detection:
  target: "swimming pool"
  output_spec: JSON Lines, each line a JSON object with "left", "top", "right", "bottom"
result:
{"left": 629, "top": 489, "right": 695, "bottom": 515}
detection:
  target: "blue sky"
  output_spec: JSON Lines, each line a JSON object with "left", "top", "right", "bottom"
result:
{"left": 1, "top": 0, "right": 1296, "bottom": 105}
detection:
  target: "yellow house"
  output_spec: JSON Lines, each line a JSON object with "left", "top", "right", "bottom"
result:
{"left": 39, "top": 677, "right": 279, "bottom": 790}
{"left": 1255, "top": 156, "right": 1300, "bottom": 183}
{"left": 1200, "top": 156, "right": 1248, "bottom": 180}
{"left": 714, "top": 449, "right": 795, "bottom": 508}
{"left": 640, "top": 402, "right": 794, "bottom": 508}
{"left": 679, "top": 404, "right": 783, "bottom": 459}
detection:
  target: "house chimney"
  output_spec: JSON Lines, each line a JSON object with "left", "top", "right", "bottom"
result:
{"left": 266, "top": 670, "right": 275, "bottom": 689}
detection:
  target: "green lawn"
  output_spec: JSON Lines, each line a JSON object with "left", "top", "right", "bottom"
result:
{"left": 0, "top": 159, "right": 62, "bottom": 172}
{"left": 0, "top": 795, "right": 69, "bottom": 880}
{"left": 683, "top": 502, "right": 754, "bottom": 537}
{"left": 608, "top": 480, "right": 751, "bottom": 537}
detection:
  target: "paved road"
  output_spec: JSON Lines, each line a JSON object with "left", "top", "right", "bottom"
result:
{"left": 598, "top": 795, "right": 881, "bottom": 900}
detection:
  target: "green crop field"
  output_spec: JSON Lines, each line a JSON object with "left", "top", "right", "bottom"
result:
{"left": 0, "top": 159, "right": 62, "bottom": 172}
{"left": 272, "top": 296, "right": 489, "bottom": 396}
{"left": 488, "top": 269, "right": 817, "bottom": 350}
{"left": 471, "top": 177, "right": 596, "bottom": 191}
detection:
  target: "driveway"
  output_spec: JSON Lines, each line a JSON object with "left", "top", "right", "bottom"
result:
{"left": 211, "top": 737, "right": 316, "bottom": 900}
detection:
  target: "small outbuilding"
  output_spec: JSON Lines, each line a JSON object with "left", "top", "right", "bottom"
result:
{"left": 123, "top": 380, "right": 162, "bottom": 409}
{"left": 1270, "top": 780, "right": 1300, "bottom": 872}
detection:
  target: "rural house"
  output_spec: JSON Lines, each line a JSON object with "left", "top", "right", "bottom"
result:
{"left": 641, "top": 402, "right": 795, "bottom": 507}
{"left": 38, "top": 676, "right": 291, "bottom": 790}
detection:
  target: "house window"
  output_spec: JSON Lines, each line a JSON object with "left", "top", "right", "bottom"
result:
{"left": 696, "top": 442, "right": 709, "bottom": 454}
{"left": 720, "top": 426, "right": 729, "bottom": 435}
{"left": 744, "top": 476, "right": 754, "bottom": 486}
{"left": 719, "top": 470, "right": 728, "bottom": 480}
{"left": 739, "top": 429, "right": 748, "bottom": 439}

───

• _What this task involves_: Write out each entry again, character for character.

• _Answer box_:
detection:
  target: "swimming pool"
  output_spec: JSON Lines, each line a JSON object with "left", "top", "right", "bottom"
result:
{"left": 629, "top": 489, "right": 695, "bottom": 515}
detection:
  target: "blue sky"
  output_spec: JSON Lines, each line a JSON object with "left", "top", "right", "bottom"
result:
{"left": 1, "top": 0, "right": 1296, "bottom": 105}
detection:
  target: "yellow house"
  output_spec: JSON Lines, each line a JSON object with "left", "top", "right", "bottom"
result:
{"left": 39, "top": 677, "right": 279, "bottom": 790}
{"left": 1255, "top": 156, "right": 1300, "bottom": 183}
{"left": 1200, "top": 156, "right": 1248, "bottom": 180}
{"left": 714, "top": 449, "right": 795, "bottom": 508}
{"left": 640, "top": 402, "right": 794, "bottom": 508}
{"left": 679, "top": 404, "right": 783, "bottom": 459}
detection:
  target: "house chimney"
  output_spec: JSON Lines, each line a JSON object with "left", "top", "right", "bottom"
result:
{"left": 266, "top": 670, "right": 275, "bottom": 689}
detection:
  target: "green lawn"
  output_spec: JSON Lines, each line a JSON object with "left", "top", "right", "bottom"
result:
{"left": 0, "top": 159, "right": 62, "bottom": 172}
{"left": 0, "top": 795, "right": 69, "bottom": 880}
{"left": 683, "top": 502, "right": 754, "bottom": 537}
{"left": 608, "top": 480, "right": 751, "bottom": 537}
detection:
  target: "paved road"
  output_spec: JSON Lines, each line a JSON object with "left", "top", "right", "bottom"
result:
{"left": 598, "top": 795, "right": 881, "bottom": 900}
detection:
  target: "green crop field"
  output_spec: JSON Lines, each line a JSON object with "left", "top", "right", "bottom"
result:
{"left": 0, "top": 159, "right": 62, "bottom": 172}
{"left": 272, "top": 296, "right": 489, "bottom": 396}
{"left": 488, "top": 269, "right": 817, "bottom": 350}
{"left": 471, "top": 177, "right": 596, "bottom": 191}
detection:
  target: "driveway"
  output_spec: JSON Lines, each line a JSON object with "left", "top", "right", "bottom"
result:
{"left": 211, "top": 737, "right": 316, "bottom": 900}
detection:
  target: "small outbuilding"
  output_spec: JSON Lines, each line a JSON object with "left", "top", "right", "bottom"
result:
{"left": 123, "top": 380, "right": 162, "bottom": 409}
{"left": 1270, "top": 780, "right": 1300, "bottom": 872}
detection:
  target: "rural house"
  output_spec: JSON Lines, each line a JSON object with "left", "top", "right", "bottom"
result:
{"left": 641, "top": 402, "right": 795, "bottom": 507}
{"left": 38, "top": 676, "right": 291, "bottom": 790}
detection:
  target: "house window"
  output_spec: JSON Lines, each line a JSON object with "left", "top", "right", "bottom"
result:
{"left": 696, "top": 442, "right": 709, "bottom": 454}
{"left": 720, "top": 426, "right": 729, "bottom": 435}
{"left": 744, "top": 476, "right": 754, "bottom": 486}
{"left": 719, "top": 470, "right": 728, "bottom": 480}
{"left": 739, "top": 429, "right": 748, "bottom": 439}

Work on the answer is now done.